TÂCHES DEMANDÉES:
A. Répondez aux questions suivantes à partir du texte sur le cinéma underground.
(i) Quelle décennie le programme présente-t-il comme une période charnière dans la société américaine et occidentale ?
(ii) En quelle année le film A Movie a-t-il été réalisé ?
(iii) Quelle durée est indiquée pour ce film ?
B. Relevez tous les piliers de la société que, selon le texte sur le cinéma underground, la plupart des mouvements artistiques de cette période tendent à questionner.
C. Prolongez le texte sur le cinéma underground à partir de la dernière phrase présentée.

Ecrans Variables
Incontournable underground
Mercredi 10 octobre 2018 – 18 hPériode charnière dans la société américaine et occidentale, la décennie des années 1960 vit émerger un foisonnement créatif aux formes inédites. Ouvertement contestataires et libertaires ces années bousculent certains fondements de la société capitaliste marchande et de ses corollaires. L’abondance matérielle, l’opulence économique, la religion, la sexualité contenue, le patriarcat, le militarisme… sont autant de piliers que la plupart des mouvements artistiques de cette période tendent à questionner, critiquer et bousculer. Dans ce bouillonnement la création cinématographique, plastique et musicale joua un rôle majeur. C’est ce que tendra à mettre en lumière ce programme. En revenant sur quelques films incontournables ou plus méconnus, nous dresserons un tableau, forcément parcellaire, mais néanmoins significatif, des enjeux soulevés par cette période, à travers ce que l’on a coutume de qualifier de cinéma-underground.
A MOVIE, Bruce CONNER
1958 / 16 mm transféré en numérique / n&b / son / 12' 00
« A Movie (1958) de Bruce Conner est un condensé de cinéma articulant chutes de documents visuels, images trouvées dans les séries B, les films d'actualité et de soft-porn. L'ensemble est monté sans narration linéaire, explosion thermonucléaire, couronnement du pape, pendaison de Mussolini à un croc de boucher... C'est un genre de jeux visuels comme on peut parler de jeux de mots. Très représentatif de la technique du found footage, Bruce Conner a marqué l'histoire du film aussi pour son utilisation de la musique et son rythme de montage. »

DONNÉES FOURNIES:
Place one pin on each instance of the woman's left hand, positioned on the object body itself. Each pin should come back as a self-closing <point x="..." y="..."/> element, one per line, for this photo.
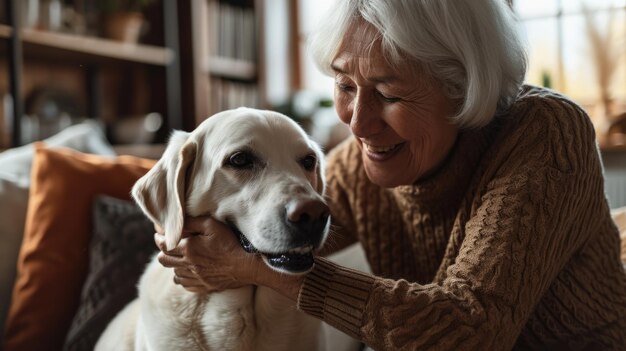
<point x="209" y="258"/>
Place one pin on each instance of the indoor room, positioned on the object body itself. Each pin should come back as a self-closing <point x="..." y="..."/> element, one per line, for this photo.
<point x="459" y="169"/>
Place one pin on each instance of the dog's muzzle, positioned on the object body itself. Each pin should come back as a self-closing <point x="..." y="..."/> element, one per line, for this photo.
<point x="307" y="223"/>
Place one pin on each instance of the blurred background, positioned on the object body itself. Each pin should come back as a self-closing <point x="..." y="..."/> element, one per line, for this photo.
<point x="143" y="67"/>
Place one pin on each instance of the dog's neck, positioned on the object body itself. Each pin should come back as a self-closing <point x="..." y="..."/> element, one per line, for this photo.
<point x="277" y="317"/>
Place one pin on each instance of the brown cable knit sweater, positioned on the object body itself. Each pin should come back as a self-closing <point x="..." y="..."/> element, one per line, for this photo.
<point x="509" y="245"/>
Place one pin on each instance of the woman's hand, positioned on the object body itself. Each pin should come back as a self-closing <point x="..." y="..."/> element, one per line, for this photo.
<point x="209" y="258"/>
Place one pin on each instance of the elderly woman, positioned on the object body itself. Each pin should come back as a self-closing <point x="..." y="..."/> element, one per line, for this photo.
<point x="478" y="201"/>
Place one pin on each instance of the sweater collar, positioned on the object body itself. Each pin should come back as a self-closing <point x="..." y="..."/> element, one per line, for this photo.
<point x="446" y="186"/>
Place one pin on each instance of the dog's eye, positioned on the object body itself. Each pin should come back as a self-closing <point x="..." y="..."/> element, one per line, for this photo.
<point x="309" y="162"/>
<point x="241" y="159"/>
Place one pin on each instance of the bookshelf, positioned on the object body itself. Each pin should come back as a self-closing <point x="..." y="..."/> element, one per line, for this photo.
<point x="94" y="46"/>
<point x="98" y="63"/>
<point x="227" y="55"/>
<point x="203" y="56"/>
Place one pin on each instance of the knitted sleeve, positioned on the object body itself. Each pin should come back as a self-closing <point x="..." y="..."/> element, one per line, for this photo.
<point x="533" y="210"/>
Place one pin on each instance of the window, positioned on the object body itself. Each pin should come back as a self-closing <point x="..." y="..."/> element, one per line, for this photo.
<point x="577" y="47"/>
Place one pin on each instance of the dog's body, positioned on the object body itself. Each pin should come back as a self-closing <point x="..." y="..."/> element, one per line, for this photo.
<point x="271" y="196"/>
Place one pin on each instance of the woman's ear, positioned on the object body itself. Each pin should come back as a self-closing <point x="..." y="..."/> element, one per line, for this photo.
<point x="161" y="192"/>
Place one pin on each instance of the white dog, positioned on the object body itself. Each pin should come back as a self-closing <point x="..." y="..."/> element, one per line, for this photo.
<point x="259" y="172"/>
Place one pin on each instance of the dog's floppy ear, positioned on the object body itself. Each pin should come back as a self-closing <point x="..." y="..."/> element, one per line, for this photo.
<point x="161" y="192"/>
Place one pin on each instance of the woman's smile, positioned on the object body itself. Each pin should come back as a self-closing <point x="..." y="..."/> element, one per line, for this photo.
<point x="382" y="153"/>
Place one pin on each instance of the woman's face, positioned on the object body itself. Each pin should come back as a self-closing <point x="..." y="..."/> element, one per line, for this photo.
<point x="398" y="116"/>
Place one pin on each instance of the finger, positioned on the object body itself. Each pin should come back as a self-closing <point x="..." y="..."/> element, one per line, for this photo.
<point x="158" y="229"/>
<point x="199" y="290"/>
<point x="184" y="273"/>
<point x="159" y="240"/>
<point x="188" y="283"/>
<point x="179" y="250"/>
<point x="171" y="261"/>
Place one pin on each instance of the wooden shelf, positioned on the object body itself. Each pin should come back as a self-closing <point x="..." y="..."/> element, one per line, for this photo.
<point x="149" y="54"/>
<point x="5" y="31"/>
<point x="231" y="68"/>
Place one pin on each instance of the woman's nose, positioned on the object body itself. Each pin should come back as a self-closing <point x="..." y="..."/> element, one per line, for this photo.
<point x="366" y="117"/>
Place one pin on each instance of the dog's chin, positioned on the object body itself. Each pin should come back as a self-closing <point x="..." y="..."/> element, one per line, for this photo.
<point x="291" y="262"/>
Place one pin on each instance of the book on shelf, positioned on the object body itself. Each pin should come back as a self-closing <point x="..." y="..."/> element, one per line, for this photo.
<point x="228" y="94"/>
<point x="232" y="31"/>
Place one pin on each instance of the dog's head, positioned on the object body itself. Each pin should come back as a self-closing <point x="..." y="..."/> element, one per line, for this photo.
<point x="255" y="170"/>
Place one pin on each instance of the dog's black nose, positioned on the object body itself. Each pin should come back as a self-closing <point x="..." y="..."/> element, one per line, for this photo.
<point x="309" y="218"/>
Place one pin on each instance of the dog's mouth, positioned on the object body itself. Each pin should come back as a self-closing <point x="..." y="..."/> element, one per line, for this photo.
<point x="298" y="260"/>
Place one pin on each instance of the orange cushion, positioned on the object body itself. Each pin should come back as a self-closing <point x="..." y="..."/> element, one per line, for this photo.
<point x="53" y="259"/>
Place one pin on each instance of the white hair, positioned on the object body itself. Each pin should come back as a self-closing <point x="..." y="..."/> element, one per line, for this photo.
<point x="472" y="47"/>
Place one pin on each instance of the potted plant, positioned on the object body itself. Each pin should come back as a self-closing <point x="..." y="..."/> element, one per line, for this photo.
* * *
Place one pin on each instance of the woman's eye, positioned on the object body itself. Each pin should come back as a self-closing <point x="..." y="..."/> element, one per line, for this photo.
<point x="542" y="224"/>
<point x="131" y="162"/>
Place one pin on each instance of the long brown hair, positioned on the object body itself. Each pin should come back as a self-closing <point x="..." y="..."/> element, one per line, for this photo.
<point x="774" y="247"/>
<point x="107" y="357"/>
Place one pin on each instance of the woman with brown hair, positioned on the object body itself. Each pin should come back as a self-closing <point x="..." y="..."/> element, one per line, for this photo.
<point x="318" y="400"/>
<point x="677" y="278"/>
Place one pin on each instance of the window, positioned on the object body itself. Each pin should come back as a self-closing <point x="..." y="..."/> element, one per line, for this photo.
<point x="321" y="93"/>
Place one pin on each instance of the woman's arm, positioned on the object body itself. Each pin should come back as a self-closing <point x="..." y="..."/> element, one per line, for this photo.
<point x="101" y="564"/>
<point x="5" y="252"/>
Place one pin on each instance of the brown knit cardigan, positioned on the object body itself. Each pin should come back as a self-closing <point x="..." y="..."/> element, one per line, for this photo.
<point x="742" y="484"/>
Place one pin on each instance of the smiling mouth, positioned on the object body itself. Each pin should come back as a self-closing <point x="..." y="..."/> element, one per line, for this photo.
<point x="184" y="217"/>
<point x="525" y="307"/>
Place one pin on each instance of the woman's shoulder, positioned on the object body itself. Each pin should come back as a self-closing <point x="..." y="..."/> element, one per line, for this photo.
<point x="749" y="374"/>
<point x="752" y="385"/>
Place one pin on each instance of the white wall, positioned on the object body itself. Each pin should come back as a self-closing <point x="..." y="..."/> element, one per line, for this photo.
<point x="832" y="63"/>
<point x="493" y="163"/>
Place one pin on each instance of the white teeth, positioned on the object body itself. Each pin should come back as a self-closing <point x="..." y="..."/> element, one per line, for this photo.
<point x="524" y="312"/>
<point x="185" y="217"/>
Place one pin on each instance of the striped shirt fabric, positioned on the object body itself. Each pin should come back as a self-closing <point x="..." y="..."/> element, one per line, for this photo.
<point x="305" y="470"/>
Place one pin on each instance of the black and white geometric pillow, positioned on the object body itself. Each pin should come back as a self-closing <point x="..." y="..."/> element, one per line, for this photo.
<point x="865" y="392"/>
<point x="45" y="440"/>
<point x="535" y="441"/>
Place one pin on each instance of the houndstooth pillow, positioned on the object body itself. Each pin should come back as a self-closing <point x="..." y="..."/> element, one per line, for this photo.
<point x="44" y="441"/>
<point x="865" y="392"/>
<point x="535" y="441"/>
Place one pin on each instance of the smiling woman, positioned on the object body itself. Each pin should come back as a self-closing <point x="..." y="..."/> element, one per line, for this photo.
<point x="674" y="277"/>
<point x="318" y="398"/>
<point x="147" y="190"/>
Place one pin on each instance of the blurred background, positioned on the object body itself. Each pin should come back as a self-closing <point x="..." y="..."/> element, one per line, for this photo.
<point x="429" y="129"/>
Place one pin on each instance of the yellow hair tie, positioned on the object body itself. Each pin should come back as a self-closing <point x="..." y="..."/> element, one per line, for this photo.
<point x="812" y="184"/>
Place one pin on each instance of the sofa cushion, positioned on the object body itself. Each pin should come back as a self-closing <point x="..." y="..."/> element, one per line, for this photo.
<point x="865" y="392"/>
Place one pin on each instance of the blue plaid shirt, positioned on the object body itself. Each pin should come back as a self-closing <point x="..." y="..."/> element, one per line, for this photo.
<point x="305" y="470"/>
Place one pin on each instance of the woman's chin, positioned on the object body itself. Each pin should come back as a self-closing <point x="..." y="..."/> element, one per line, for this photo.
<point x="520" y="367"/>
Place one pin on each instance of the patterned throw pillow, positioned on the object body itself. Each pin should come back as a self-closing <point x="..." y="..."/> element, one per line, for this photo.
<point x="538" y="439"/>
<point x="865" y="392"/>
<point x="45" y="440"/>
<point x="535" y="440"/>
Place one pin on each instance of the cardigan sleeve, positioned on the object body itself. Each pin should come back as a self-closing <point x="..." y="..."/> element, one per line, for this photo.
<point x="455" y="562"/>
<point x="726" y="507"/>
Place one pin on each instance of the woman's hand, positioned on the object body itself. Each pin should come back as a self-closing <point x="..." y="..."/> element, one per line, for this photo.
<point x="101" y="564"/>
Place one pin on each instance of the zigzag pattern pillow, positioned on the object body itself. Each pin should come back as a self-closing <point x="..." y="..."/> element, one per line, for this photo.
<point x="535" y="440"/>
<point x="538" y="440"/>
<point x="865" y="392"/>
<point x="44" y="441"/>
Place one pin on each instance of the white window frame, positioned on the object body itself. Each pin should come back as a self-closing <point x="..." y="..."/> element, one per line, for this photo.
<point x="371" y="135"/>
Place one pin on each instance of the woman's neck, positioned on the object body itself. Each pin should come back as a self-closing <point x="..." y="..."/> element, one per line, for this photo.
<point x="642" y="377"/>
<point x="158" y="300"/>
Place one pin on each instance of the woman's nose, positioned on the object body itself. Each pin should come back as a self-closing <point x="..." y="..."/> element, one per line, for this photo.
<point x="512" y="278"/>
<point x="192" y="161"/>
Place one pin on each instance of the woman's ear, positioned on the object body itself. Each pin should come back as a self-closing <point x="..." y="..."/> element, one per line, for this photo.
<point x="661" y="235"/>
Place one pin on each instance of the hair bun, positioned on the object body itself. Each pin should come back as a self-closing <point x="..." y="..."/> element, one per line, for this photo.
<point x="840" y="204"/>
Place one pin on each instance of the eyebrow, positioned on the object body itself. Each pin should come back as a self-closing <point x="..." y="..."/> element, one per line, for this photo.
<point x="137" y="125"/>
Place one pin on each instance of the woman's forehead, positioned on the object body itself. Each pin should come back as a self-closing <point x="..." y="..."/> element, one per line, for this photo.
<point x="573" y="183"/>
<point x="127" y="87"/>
--
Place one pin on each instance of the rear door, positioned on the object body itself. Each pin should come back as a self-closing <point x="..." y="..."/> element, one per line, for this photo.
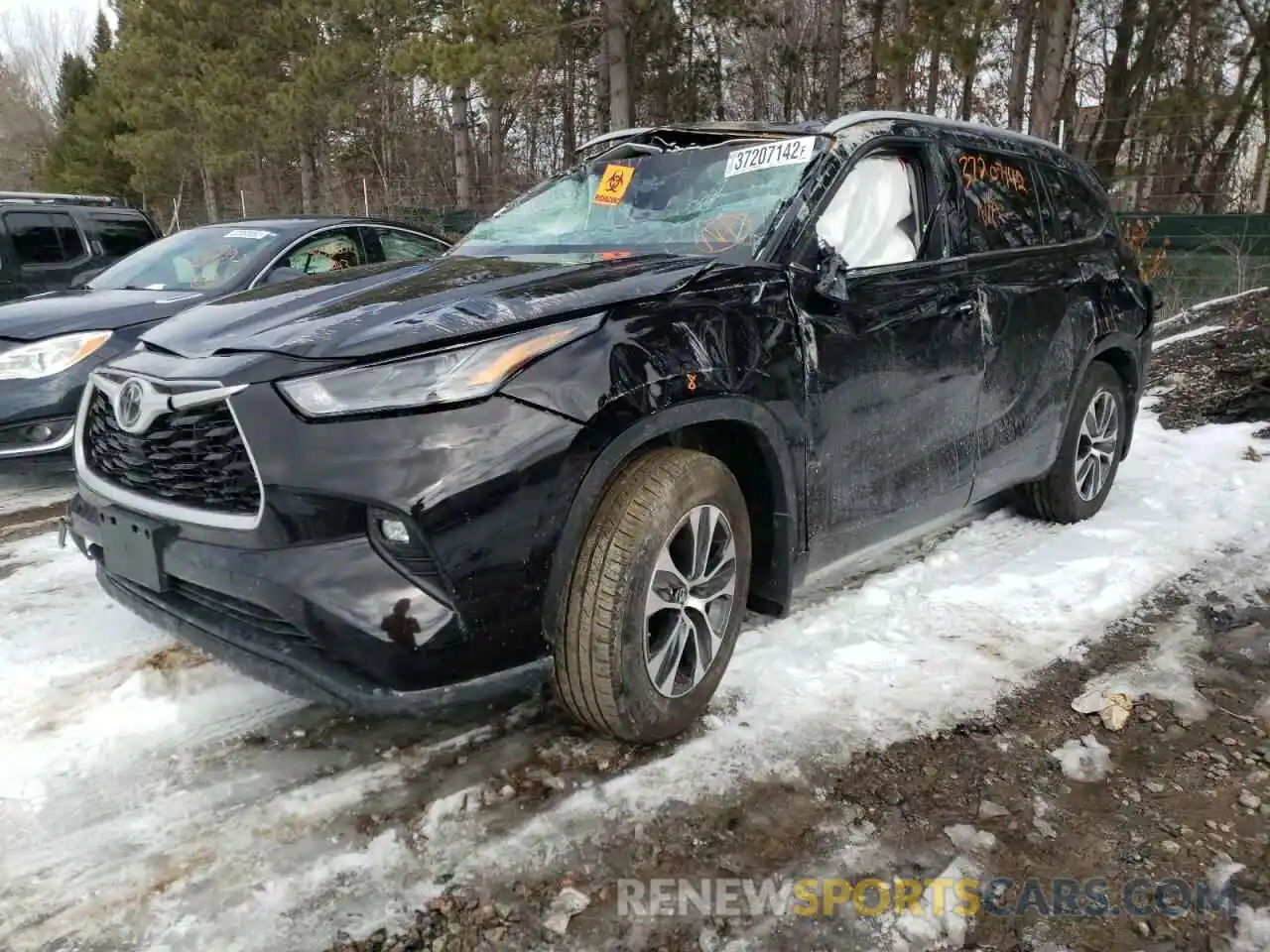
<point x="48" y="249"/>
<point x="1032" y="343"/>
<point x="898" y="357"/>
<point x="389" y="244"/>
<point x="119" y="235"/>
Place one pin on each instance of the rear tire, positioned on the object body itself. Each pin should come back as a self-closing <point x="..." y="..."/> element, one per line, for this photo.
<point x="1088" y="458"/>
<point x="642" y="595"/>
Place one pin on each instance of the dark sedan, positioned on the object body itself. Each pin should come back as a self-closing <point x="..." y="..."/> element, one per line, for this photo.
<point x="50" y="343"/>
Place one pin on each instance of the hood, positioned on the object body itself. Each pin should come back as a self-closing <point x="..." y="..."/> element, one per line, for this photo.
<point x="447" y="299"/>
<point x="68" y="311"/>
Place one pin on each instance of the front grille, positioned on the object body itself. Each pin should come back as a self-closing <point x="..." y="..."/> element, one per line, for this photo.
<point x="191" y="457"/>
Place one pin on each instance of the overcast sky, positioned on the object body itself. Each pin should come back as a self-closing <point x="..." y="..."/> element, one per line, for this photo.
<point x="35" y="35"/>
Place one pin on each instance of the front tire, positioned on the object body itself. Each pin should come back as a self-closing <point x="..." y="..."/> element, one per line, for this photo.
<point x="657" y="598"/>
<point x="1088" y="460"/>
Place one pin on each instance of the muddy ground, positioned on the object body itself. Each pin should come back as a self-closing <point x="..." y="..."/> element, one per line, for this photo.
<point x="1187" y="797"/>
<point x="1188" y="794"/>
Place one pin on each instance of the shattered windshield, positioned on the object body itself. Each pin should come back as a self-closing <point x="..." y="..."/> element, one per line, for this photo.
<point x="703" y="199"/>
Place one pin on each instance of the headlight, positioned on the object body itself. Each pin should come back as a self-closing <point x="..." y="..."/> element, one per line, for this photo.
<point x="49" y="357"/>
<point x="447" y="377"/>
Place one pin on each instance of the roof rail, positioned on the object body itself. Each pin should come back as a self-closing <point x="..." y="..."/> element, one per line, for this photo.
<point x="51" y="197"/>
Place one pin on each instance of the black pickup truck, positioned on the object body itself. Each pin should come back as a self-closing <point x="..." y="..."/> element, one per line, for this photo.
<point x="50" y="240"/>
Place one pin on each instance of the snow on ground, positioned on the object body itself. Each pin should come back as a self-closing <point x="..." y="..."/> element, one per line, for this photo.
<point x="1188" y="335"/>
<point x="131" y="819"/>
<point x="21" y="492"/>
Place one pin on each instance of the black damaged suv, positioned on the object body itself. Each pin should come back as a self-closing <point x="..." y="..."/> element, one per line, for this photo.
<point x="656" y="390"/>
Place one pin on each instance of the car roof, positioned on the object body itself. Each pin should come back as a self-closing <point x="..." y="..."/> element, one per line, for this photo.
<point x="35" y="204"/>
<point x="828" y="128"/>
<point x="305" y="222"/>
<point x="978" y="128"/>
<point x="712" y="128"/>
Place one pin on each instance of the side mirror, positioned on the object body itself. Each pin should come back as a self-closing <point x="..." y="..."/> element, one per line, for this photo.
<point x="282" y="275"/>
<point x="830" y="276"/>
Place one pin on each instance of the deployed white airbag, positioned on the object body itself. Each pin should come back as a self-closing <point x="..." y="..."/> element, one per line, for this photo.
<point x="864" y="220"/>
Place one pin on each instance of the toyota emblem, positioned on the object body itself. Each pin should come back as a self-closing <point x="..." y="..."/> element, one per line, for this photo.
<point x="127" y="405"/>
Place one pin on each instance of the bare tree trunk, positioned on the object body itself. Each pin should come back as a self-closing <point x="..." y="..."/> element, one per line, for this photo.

RÉPONSES AUX EXERCICES:
A.
(i) Les années 1960.
(ii) En 1958.
(iii) 12 minutes (12' 00).

B. L'abondance matérielle, l'opulence économique, la religion, la sexualité contenue, le patriarcat, le militarisme.

C.
SCIENCE FRICTION, Stan VANDERBEEK
1959 / 16mm / couleur / sonore / 10' 00
Ce film d’animations, constituées de découpages d'illustrations tirées de magazines, est une « satire sociale contre les fusées, les scientifiques et la manie de la compétition de notre époque. »
MOTHLIGHT, Stan BRAKHAGE
1963 / 16mm / couleur / silencieux / 4' 00
Des fragments de végétaux et d’insectes, assemblés à même la pellicule dans un minutieux collage, nous donnent à apprécier « ce qu'un papillon de nuit pourrait voir de sa naissance à sa mort si le noir était blanc et le blanc noir. »
TURN, TURN, TURN, de Jud YALKUT
1965-1966 / 16 mm / coul / son / 10' 00
Sur un collage sonore du collectif d’artistes multi-médias USCO, ce film diffuse une « alchimie cinétique des travaux de Nicolas Schöffer, Julio Le Parc, et Nam June Paik. Une forme d'exploration de la thèse de Marshall McLuhan : le medium est le message. »
AMPHETAMINE, de Warren SONBERT
1966 / 16mm / n&b / sonore / 10' 00
« Sonbert a commencé à faire des films en 1966, alors qu'il était étudiant en cinéma à la New York University. Dans ses premiers films, il a capté de façon unique l'esprit de sa génération, en s'inspirant de son milieu universitaire et des figures entourant Warhol. À la fois enjoué et provocant, AMPHETAMINE dépeint de jeunes gens se shootant aux amphétamines et faisant l'amour à l'ère du sexe, drogues et rock'n'roll. » - Jon Gartenberg
SONG FOR RENT, de Jack SMITH
1969 / 16mm / couleur / sonore / simple écran / 5' 00
«Dans ce film, Smith apparait perruqué de rouge, son alter ego Rose Courtyard assise dans une chaise roulante, parmi les détritus de son loft de Greene Street. Le film est une ré-interprétation de God Save America par Kate Smith. Vêtue d'une robe de satin rouge, serrant un bouquet de roses fanées, Rose est finalement portée afin de se tenir debout et saluée.» J. Hoberman.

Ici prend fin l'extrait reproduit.